- _Exercise prompt_: As soon as the line containing "Place one point per instance of the nose-shaped" appears in the material below, start returning lines exactly, and end with the line containing "Place one point per instance of the sparse".
[The data]
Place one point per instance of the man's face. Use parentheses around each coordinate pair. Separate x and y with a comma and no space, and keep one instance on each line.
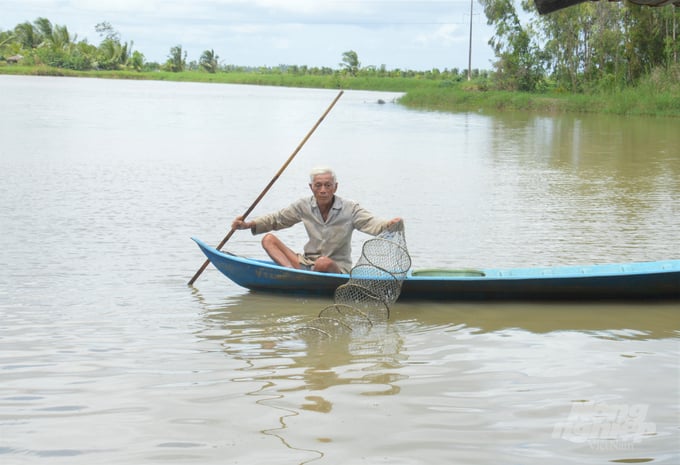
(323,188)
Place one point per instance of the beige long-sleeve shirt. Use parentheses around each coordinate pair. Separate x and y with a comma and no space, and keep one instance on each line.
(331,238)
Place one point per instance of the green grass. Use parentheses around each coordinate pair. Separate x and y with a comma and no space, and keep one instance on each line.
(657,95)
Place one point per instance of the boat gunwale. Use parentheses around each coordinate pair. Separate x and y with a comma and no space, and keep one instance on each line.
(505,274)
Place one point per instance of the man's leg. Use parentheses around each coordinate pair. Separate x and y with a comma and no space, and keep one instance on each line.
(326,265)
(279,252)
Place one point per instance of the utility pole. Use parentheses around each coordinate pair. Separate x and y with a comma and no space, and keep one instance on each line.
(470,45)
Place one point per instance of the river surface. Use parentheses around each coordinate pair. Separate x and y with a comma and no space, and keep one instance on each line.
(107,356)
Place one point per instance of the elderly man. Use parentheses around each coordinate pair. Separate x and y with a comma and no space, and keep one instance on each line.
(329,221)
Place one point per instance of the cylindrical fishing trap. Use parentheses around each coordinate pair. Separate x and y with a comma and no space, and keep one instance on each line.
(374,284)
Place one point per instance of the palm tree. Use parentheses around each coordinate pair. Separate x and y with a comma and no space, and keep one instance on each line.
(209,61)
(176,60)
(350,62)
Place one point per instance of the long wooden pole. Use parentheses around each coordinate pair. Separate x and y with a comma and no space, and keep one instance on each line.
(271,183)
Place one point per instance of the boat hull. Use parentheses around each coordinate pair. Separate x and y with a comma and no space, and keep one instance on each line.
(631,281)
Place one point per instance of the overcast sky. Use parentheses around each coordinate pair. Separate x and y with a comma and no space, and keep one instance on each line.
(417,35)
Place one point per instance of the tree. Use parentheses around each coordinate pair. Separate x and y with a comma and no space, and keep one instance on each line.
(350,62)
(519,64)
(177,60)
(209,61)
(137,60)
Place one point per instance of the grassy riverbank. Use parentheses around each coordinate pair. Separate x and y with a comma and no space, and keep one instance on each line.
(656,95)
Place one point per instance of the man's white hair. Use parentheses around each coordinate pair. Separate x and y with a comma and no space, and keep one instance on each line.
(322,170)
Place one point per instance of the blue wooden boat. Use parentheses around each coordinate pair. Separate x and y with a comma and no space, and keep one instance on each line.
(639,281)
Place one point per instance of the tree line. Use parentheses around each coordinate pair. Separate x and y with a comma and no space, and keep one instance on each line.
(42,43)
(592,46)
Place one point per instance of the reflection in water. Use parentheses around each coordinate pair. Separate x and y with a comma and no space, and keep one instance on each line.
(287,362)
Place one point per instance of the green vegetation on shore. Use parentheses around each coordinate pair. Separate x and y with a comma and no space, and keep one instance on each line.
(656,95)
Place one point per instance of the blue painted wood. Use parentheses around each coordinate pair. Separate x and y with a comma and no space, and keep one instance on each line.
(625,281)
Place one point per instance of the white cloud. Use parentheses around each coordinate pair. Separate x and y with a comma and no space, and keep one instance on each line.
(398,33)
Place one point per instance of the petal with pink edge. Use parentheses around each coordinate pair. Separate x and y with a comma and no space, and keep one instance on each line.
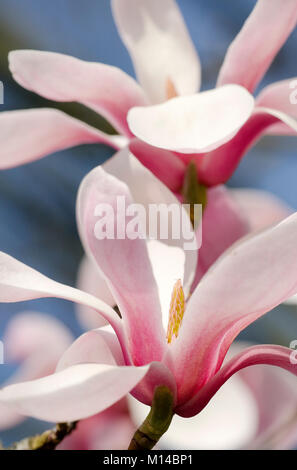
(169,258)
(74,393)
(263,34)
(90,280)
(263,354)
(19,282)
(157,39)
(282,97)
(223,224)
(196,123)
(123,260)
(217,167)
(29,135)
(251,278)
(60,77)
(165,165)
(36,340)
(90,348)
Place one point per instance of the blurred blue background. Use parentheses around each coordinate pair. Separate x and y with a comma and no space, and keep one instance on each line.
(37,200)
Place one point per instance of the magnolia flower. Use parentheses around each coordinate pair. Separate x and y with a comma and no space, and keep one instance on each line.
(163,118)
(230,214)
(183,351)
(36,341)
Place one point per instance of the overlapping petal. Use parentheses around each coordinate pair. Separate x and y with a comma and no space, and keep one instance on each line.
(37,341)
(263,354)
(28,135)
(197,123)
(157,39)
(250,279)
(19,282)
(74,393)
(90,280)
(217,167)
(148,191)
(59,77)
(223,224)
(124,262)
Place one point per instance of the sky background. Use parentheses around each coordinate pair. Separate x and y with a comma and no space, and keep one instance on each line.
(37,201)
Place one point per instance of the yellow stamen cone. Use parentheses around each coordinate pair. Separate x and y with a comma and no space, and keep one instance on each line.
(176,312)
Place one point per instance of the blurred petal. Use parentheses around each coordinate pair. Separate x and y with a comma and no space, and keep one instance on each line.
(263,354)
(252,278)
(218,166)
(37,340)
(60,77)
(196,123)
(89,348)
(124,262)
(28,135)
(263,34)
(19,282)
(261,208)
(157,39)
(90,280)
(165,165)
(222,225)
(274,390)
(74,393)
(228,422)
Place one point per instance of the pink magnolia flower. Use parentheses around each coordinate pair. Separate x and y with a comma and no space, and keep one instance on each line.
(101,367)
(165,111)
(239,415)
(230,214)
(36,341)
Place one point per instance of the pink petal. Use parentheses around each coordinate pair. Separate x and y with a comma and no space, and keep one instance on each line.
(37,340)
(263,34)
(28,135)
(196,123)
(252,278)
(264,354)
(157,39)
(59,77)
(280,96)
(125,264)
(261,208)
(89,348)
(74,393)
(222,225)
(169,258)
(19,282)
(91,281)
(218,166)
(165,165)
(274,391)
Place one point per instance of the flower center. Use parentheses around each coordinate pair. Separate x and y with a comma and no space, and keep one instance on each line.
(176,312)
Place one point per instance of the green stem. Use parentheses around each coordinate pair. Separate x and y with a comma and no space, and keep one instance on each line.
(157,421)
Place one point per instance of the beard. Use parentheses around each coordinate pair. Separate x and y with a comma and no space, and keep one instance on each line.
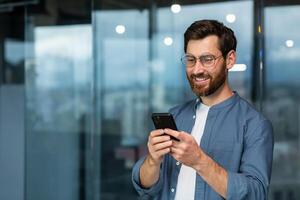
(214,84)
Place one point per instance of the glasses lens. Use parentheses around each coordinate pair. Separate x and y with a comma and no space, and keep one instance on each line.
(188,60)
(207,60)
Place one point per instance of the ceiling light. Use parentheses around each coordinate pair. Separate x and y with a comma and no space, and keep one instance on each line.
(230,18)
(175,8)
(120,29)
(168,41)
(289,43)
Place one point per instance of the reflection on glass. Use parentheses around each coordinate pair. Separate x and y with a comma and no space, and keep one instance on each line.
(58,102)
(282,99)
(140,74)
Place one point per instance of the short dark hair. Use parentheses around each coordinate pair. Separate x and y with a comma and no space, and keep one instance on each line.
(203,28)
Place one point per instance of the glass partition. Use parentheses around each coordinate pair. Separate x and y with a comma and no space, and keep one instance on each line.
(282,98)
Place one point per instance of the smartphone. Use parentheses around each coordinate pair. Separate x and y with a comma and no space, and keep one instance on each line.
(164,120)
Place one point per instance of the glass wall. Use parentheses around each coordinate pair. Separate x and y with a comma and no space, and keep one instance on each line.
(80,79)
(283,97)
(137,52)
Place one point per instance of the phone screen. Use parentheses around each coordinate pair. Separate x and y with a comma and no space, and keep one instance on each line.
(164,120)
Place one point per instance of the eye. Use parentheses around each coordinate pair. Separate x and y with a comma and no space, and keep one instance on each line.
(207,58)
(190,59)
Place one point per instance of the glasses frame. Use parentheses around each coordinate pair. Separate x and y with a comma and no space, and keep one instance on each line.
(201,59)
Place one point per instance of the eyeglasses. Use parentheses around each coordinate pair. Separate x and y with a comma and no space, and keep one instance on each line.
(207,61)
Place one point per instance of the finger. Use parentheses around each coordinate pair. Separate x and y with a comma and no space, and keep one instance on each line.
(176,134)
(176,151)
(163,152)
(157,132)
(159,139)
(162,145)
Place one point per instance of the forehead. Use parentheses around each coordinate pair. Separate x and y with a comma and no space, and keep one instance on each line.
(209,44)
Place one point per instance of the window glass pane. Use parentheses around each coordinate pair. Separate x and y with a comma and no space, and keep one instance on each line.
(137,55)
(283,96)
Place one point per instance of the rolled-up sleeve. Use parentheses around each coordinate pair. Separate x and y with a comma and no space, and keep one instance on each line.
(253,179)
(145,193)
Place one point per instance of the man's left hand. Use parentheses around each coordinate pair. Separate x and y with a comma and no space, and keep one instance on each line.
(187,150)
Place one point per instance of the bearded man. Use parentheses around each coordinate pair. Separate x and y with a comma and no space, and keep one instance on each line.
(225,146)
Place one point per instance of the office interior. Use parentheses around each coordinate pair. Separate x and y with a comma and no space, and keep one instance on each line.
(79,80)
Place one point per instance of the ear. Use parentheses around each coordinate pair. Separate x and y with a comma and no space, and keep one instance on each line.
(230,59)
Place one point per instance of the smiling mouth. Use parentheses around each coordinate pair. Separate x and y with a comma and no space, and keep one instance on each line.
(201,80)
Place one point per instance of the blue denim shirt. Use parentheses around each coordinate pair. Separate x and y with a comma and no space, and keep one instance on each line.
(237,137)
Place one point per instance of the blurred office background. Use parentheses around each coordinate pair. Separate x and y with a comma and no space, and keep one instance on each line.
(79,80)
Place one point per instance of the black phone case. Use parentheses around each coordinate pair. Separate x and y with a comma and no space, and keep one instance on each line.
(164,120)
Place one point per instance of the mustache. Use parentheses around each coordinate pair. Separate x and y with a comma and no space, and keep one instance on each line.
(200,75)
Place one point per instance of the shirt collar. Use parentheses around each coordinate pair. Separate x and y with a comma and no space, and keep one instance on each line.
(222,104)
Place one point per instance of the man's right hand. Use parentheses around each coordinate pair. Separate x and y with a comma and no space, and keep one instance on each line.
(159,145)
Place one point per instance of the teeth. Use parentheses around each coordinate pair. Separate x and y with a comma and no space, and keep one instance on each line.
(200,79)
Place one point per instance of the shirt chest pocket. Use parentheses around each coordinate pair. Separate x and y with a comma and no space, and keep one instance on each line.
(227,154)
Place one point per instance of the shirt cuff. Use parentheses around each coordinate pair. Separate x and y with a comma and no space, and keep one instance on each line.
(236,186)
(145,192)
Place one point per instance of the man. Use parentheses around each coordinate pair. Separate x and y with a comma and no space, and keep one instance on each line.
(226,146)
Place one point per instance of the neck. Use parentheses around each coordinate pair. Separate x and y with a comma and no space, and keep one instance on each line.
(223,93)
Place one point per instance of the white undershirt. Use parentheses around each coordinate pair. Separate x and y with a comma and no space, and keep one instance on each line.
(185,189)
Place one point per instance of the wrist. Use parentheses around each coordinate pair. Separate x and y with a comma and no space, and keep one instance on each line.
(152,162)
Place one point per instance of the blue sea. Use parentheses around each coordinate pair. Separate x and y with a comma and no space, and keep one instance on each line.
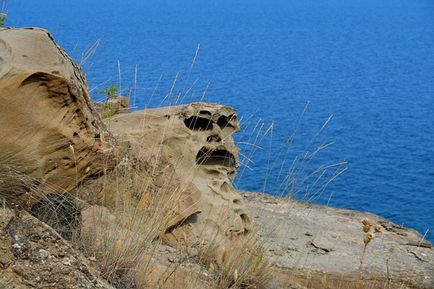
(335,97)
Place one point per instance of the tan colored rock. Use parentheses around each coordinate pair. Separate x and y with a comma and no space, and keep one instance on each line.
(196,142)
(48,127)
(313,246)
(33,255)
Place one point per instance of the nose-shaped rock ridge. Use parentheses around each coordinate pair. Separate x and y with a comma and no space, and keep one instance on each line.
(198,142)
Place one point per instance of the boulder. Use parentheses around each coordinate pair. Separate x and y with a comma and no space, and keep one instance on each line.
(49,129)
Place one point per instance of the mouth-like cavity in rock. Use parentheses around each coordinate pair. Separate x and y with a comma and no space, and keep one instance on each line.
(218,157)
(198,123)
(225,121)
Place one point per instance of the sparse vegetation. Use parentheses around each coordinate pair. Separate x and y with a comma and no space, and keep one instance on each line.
[/The data]
[The data]
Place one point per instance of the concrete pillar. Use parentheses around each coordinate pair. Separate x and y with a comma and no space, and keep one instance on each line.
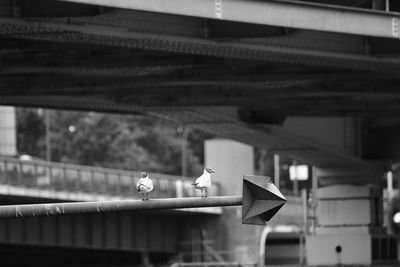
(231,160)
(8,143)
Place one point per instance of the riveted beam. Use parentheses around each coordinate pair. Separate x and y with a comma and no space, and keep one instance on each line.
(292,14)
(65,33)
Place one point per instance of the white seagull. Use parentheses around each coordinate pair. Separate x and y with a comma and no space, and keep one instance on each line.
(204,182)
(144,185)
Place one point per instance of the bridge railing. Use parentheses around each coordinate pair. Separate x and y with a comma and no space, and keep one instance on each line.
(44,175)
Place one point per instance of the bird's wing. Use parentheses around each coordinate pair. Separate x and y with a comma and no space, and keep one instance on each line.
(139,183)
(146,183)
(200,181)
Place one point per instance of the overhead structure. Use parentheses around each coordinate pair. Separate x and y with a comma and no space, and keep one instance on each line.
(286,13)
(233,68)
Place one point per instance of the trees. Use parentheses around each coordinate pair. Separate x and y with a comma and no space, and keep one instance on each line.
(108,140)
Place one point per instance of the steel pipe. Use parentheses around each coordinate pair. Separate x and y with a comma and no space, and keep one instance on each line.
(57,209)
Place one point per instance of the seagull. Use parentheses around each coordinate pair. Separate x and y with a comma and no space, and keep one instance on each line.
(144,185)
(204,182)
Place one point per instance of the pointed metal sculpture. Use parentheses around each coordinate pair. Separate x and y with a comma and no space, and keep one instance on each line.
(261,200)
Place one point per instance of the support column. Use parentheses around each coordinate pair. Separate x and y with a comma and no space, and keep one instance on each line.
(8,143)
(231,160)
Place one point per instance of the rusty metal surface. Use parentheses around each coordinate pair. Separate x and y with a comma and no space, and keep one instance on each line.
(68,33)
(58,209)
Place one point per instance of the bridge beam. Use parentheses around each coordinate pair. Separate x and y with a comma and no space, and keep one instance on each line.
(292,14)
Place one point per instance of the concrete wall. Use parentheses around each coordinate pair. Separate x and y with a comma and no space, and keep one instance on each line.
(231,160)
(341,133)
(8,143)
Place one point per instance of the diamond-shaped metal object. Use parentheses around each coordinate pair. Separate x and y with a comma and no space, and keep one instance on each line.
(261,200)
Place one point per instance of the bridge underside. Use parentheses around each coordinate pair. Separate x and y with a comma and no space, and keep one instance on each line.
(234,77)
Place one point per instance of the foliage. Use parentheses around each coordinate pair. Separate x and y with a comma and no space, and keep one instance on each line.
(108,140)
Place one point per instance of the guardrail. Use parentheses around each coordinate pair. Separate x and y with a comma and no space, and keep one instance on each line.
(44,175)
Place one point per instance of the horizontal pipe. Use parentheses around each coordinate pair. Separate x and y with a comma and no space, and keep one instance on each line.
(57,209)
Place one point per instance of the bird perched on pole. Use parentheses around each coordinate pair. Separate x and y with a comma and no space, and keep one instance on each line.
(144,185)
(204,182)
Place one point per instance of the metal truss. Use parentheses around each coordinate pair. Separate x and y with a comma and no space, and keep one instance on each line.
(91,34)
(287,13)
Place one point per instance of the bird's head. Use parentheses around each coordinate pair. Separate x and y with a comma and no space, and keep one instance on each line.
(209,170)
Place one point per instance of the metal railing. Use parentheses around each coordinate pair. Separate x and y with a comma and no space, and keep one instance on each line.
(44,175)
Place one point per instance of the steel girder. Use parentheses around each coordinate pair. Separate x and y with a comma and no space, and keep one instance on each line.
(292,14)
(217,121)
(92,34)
[/The data]
[The data]
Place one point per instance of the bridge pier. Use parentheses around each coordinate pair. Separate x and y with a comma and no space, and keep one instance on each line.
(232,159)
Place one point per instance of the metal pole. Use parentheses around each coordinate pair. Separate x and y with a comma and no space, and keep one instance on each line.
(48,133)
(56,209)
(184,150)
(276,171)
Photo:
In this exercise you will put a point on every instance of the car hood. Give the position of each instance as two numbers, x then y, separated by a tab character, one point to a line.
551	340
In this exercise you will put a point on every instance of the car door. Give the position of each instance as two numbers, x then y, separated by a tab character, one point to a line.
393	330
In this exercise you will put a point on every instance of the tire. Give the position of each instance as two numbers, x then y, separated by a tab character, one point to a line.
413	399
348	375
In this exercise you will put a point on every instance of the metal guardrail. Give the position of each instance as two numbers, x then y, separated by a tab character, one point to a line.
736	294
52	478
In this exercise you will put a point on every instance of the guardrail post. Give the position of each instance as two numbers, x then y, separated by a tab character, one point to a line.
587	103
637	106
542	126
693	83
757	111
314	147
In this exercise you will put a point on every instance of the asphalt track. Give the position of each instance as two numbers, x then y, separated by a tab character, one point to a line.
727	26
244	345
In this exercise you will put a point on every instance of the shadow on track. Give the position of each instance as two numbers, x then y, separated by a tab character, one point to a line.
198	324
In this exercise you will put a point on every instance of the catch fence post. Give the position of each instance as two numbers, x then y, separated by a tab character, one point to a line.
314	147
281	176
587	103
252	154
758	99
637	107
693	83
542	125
[/The data]
- _Response to the task_:
Place one point per instance of the nose-shaped rock ridge. Use parentheses around each coordinate pair. Separate x and y with a comma and no space, and keep one instance on each line.
(198,142)
Place one point per instance of the boulder. Use parentheses around each coordinate pair. Separate x and y with a comma and no space, and keep one instance on each line.
(49,129)
Place one point per instance of the mouth-like cavity in rock. Use parentheses around each coordinate pair. Separate x and y with a comma and no space, and keep one instance on each line.
(218,157)
(198,123)
(225,121)
Place one point per instance of the sparse vegetation. Use parentheses around each coordinate pair. Separate x and y with a comma and no space, and keep one instance on each line.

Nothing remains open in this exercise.